> Excerpt to read:
I’m completely confused here, why would a doctor be sucked out of a disadvantaged area when the vast majority of patients in a disadvantaged area have medical cards, it’s far more lucrative arguably to set up in a disadvantaged area than it would be to set up, as you said, in the soft suburbs or the university areas.  I still don’t see your objection as to, if there are more doctors qualified, as you suggest is a good idea, allowing them to compete for GMS schemes, for medical card patients, wherever they choose.  What’s the problem?

Dr. Ronan Boland

Well in terms of competition I’m a GP in an urban area myself, there are six GP practises within a quarter of a mile of my own surgery and that would be typical in Ireland.  In terms of patient choice in urban areas I would contend that there is plenty of choice, the difficulty…

Gavin Jennings

Well not according to what we heard from the Competition Authority, they say that some of the biggest black spots identified by the ESRI are in commuter areas which are big population centres.

Dr. Ronan Boland

Which I would completely agree with and part of the difficulty has been there, that you have had huge demographic shifts in terms of population movements over the last ten to fifteen years, with huge growth in towns around the commuter belt, around Dublin, and there needs to be greater flexibility around creating new lists, to allow doctors to set up in those areas but one must remember that whether you have one patient or a thousand patients or two thousand patients, and particularly in the era of HIQA and other regulatory bodies and planning regulations, you’re obliged to provide proper premises, to have staff and all those things are extremely expensive so to, for one to suggest that creating zero patient lists and we’ve been party to the creation of some of those and that’s some form of panacea, it is extremely difficult for our practise to have the range of services and resources that are required so, as I’ve already said, it’s not a silver bullet to solve what are really quite complex problems.

> Instructions to follow: Please extend the interview transcript on GP competition and medical card lists past its last line. The entries play no part in this exercise.

Source records:
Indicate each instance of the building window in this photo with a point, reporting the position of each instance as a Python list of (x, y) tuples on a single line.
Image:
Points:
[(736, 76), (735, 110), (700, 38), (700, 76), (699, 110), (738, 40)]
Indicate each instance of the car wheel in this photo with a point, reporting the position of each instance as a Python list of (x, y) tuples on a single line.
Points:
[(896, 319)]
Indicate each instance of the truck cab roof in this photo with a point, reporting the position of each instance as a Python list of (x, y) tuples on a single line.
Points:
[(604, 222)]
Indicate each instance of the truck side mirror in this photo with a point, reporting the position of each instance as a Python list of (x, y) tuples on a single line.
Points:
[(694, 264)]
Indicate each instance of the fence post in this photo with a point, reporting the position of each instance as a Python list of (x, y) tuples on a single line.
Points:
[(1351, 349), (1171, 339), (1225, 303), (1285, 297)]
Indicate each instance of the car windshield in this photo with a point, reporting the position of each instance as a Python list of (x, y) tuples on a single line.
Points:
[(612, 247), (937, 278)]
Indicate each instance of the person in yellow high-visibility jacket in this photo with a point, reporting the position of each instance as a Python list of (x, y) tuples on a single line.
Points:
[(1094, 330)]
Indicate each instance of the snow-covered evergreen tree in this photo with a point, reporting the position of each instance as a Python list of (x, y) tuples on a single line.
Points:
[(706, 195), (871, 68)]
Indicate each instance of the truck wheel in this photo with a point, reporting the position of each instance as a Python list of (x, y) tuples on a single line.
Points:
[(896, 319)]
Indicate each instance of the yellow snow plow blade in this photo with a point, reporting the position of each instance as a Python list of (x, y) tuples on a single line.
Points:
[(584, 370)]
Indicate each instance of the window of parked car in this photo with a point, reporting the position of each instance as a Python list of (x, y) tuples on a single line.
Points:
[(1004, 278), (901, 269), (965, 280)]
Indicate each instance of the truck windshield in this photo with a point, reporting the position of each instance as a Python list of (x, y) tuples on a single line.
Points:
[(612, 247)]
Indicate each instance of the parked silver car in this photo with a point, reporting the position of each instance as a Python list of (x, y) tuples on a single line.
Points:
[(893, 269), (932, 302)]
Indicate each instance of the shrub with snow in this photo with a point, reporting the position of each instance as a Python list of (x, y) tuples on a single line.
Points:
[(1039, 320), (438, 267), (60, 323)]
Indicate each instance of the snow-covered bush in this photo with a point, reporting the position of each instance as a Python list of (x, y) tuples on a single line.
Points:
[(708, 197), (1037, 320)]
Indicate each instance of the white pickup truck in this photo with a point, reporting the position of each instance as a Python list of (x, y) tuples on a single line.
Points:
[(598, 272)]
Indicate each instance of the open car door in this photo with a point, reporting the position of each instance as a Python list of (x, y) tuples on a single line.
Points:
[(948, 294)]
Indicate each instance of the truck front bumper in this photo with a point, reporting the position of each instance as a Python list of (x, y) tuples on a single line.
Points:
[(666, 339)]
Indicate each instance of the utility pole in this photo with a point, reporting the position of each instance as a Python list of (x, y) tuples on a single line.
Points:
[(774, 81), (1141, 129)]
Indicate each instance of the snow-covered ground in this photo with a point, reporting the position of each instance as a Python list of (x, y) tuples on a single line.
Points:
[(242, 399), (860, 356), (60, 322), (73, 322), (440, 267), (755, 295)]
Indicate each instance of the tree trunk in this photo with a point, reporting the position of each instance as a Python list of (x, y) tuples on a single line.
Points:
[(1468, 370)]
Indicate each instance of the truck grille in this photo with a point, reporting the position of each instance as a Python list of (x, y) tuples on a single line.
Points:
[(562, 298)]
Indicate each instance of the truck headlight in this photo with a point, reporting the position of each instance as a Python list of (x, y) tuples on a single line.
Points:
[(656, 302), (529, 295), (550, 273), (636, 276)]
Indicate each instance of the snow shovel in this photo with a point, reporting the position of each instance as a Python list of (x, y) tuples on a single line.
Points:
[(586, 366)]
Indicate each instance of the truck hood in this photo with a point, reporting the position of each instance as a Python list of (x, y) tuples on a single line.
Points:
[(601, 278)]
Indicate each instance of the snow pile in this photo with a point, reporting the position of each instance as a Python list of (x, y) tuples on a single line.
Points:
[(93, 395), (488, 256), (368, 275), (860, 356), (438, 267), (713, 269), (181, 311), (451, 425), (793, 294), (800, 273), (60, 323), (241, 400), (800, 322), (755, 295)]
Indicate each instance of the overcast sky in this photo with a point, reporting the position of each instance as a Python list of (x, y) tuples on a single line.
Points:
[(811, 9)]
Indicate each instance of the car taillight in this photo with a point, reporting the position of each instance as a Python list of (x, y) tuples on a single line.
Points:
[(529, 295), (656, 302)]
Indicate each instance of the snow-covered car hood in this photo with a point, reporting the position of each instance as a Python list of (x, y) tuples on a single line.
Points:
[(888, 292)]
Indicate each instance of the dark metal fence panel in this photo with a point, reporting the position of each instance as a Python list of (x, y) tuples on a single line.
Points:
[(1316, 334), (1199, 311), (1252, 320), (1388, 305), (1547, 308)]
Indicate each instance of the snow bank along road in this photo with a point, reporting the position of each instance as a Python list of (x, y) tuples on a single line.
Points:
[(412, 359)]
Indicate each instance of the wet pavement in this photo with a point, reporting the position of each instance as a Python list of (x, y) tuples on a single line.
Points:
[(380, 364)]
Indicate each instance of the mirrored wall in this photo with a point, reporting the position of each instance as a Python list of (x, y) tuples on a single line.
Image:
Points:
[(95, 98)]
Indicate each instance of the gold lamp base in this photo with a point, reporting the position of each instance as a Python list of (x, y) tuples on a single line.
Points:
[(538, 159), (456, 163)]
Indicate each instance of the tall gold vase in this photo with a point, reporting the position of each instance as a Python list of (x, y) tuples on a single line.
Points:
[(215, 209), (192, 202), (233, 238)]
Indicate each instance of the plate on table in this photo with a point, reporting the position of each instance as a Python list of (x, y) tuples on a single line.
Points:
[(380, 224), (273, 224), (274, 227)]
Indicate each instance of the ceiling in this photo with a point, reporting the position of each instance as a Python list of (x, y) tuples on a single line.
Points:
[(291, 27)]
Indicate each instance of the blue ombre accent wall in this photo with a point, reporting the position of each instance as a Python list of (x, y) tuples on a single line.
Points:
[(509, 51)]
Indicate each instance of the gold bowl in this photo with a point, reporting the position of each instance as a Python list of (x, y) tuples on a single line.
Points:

> Task answer:
Gavin Jennings

Okay, so briefly in the time that we have left you’ve said that you’re opposed to opening up the medical card scheme to open competition, therefore are the Government, the EU, the IMF, the OECD, the Competition Authority, are they all wrong?  Is it a case that doctor knows best here?

Dr. Ronan Boland

No, I haven’t said that we’re opposed to it, what I have said is that they form part of a contract which is twenty-two years old, we need, we have a problem in this country that we’re not training enough GPs, we also have a problem that there is a worldwide shortage of GPs and that every week in our own trade newspapers other English speaking countries are offering salaries that cannot be matched in this jurisdiction to attract young doctors and already there’s evidence of doctors leaving the jurisdiction.  So what we need to have is we need to sit down with the new Minister to put in place a new contract, as the Minister has indicated that he wishes to do, which we would welcome.  We’ve already spent a year working with the HSE and the Department to seek to address a lot of these issues and we reached together conclusions around things like the marking schedule but I think that this issue needs to be addressed in the context of an overall review of the GMS scheme.

Gavin Jennings

Okay. Dr. Ronan Boland, President of the Irish Medical Organisation, thank you.